- **Exercise material**
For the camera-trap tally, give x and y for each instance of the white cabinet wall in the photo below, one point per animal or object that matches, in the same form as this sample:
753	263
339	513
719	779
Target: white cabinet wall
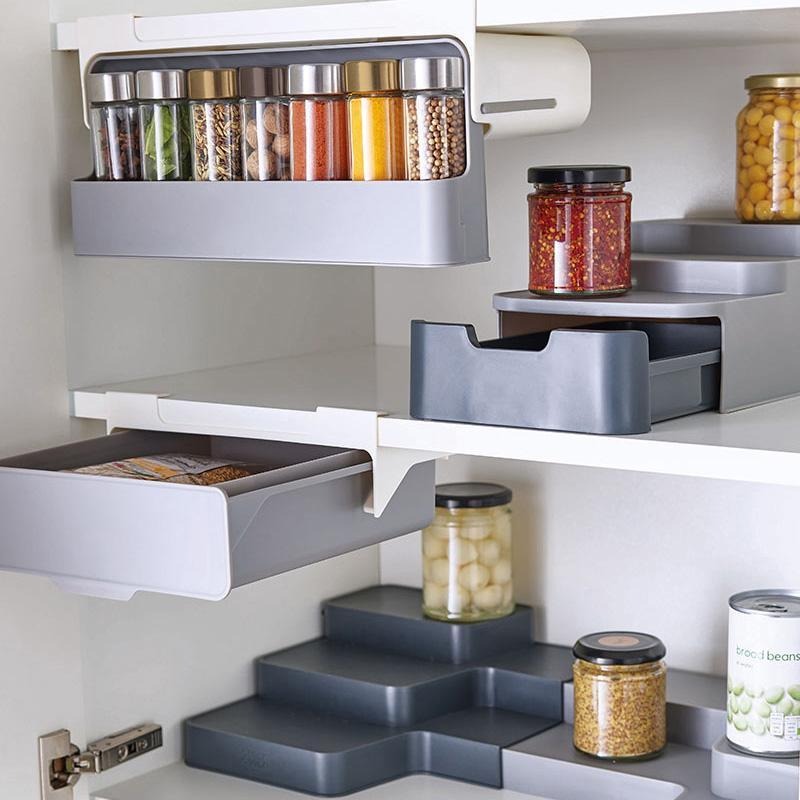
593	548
--
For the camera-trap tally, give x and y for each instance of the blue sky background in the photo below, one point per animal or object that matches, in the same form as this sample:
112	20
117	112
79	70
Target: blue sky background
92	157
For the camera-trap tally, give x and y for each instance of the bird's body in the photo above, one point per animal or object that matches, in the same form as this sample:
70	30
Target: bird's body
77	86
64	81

- **About this exercise**
Pick out, from the lines above, every one that contains the string "animal".

- **Result for this task**
For the camera-trap tally, give x and y for each instance of the white cabinet wall in the photo below, one point per animal or object that matches, in the same form as this sample:
For the camera-trap tally, give x and y for each instance of the blue sky background in the photo below, one point per animal or object that matches, in the same form as this sample:
For the camera-trap tally, give x and y for each instance of the bird's body in the photo above, one point per animal or object that matches, in the same form as this sample:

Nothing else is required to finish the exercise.